__Objectifs__:
1. Dans le récit sur la rencontre avec Marc Levy, qui a envoyé l'invitation aux Français habitant à New York ?
2. Poursuivez, s'il vous plaît, le récit sur la rencontre avec Marc Levy après sa dernière phrase.

__Passage présenté__:
___

Ce jour-là, j’ai reçu un message de Micka Davis, mon mari, qui me demande de le retrouver près de Times Square pour une mystérieuse destination. Je vous avoue que lui et moi étions dans une période où notre tuyau de communication était un peu bouché. Eh oui, ça arrive parfois, entre deux personnes, qu’il y ait des hauts et des creux. Cela s’appelle en langage courant et non en mythologie : le couple ! Donc, recevoir son invitation m’avait fait drôlement plaisir, sauf que je déteste les surprises ! (La fille pas tatillonne pour un sou !). Je le cuisine en insistant un peu (lourdement !) sur l’endroit où il me propose de nous rendre, ainsi, vingt-deux Whatsapps plus tard, il crache virtuellement parlant le morceau :
Le consulat français a envoyé à tous les french qui habitent à New York, une invit’ pour rencontrer Marc Levy. Je me suis dit que ce serait sympa…
Sympa ? Je sais pas. J’ai lu Marc Levy et son fameux : « Et si c’était vrai », qui a été adapté au ciné avec la Reese Winter Spoon et Mark Ruffalo, ainsi que : « Le voleur d’ombres ». Je crois que j’en ai lu d’autres, mais comme pour Musso, je ne retiens ni la couv’, ni les titres de leurs romans. Est-ce que j’aime son style et son univers ? Cela mérite une discussion autour d’un cappuccino chez Éric Kayser (Tu vas plus au Starbucks ? Non, c’est démodé depuis que Kayser s’est implanté un peu partout sur l’île !). On est d’accord que l’argument universel des Levy, c’est qu’ils sont considérés comme le « niveau zéro de la littérature ». D’un autre côté, s’il est payé un million de dollars par bouquin (oui, oui, le journaliste qui l’interrogeait ce jour-là a balancé l’info !), c’est que cet auteur a une majorité de lecteurs qui aiment bien ce niveau ! Apparemment, en Asie, il a un succès monstre.
Après réflexion, je réponds par texto : C d’acc ! A tt a l’hr.
Une heure avant, j’envoie aux copines que je vais voir Marc, et là, on m’informe (vidéo à l’appui !) que Monsieur Levy est contre la politique de Tsahal, et est à tendance pro-palestinienne.
Ah…
Réaction de base pour une sioniste comme moi qui ne rêve que de vivre en Israël : « Micka, apparemment le gars est pro-palo. Laisse tomber, il mérite pas qu’on perde notre temps à aller le voir. »
Mon mari qui est un peu (voir beaucoup plus!) réfléchi que moi, me dit :
Écoute, c’est un évènement gratuit (il est semi-marocain !), c’est un écrivain de renom. Viens on y passe cinq minutes, et si c’est naze, on se tire.
J’argumente que celui qui est contre Israël ne mérite même pas qu’on passe, mais Micka me sort la phrase (de réconciliation) qui tue : « C’est ma façon de te montrer que je m’intéresse à ce que tu fais, malgré ce que tu penses… »

___

__Segment de données__:
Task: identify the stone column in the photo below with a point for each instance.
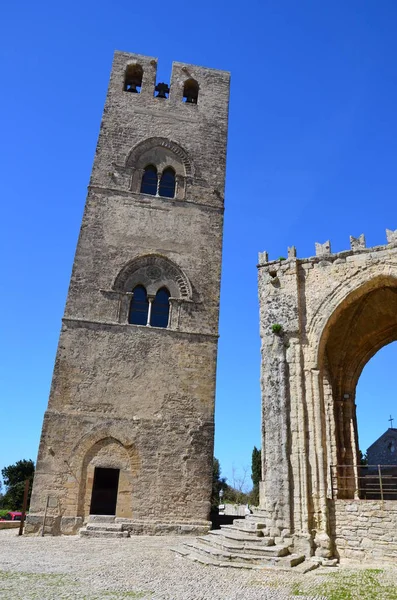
(275, 491)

___

__Réponses__:
1. Le consulat français.

2.
Ah ! nous y voilà : Micka Davis qui n’a jamais lu une ligne de ce que j’écris. Chroniques, livres, articles confondus. Rien, nada, walou ! J’ai même pensé à écrire sur des panneaux publicitaires près de son boulot, rien que pour qu’il me lise, mais j’ai peur de me faire arrêter pour vandalisme. (Et après, on se demande pourquoi il y a de la tension ! Genre, il a ses raisons ! Bref…). Donc on y va. On arrive dans un endroit méga classe, dans un building sur Times Square. On nous dirige vers un étage entier décoré sur le thème de Versailles. Je suis émue parce que comme mon prochain romain portera sur les juifs à Versailles (une histoire méga intrigante d’une jeune fille du 20ème siècle qui va rêver qu’elle atterrit au Trianon en 1687. Tout un programme !), je prends cela comme un petit clin d’œil de D. (style, je te suis de loin, ma fille !).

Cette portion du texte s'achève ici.